» **Tasks to carry out**:
A. In the Summit Indie Fest text, which Boston Music Award did Carissa Johnson win in 2017?
B. Extend the Summit Indie Fest text by picking up right after its final sentence.

» **Extract provided**:
++++
Brooklyn-based Def.GRLS sports a fun, lo-fi, ‘shrooms and surfing sound that fans of early B-52s records will gobble up. “The genre bending trio is impossible to pigeon hole,” a press release said, calling them “perpetually oscillating between the irreverent, macabre, hilarious and heartfelt.”  

In 2018, Gretchen & the Pickpockets brought a soulful, brassy sound to the festival. This year, lead singer and keyboard player Gretchen Klempa returns with her own quartet. “She’s really great solo, with a really talented bunch of musicians backing her up,” Greer said. “The vibe is really cool.”

For straight up rock and roll, look no further than Carissa Johnson, whose full throttle approach recalls early aughts Boston bands Aloud and Damone. In 2017, the singer/guitarist won Boston’s highly competitive Rock & Roll Rumble and capped the year with a Boston Music Award win for Best New Act (she received four BMA nominations in 2018).

Asked which bands he’s most excited to have at the festival, Greer named As The Sparrow – “they’re large, it’s a full sound and they’re really top notch songwriters” – and The Wolff Sisters – “fantastic country folk” – and added he’s also a big fan of the downtown bookstore, coffee/craft beer bar, and performance space that’s hosting Summit Indie Fest.
++++
» **Listed entries**:
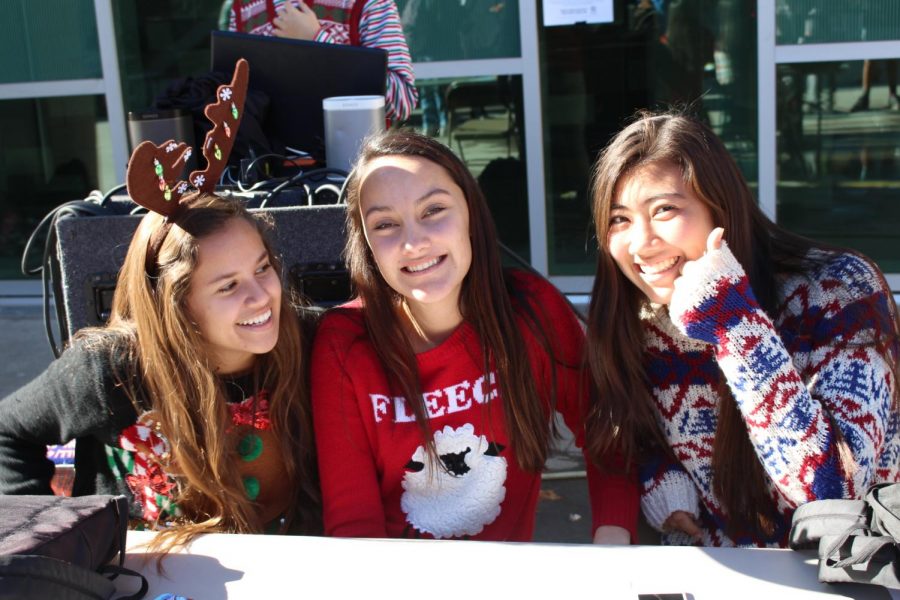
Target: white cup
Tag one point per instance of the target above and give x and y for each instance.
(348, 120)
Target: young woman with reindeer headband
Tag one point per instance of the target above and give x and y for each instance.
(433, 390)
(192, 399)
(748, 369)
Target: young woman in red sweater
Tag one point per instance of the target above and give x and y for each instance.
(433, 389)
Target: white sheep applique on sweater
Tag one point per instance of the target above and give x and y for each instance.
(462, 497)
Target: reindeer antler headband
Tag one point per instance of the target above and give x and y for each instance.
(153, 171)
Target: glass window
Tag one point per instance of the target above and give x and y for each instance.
++++
» **Task-by-task answers**:
A. Best New Act

B.
“I wanted a venue that could really add to the event,” he said. “I approached Book and Bar because I know what a quality place it is and what an intimate setting it can be – so many big festivals lose their intimacy. I also know they totally believe in the arts too.”

Proceeds from  the event will help build a music program at Team Summit, the youth development program Greer runs in Lawrence, but he’s quick to point out Summit Indie Fest isn’t a typical charity event. “It’s a music festival first; no baskets or 50/50 raffles,” he said. “My mission is to gather in the spirit of philantrophy, and share our love and passion for music.”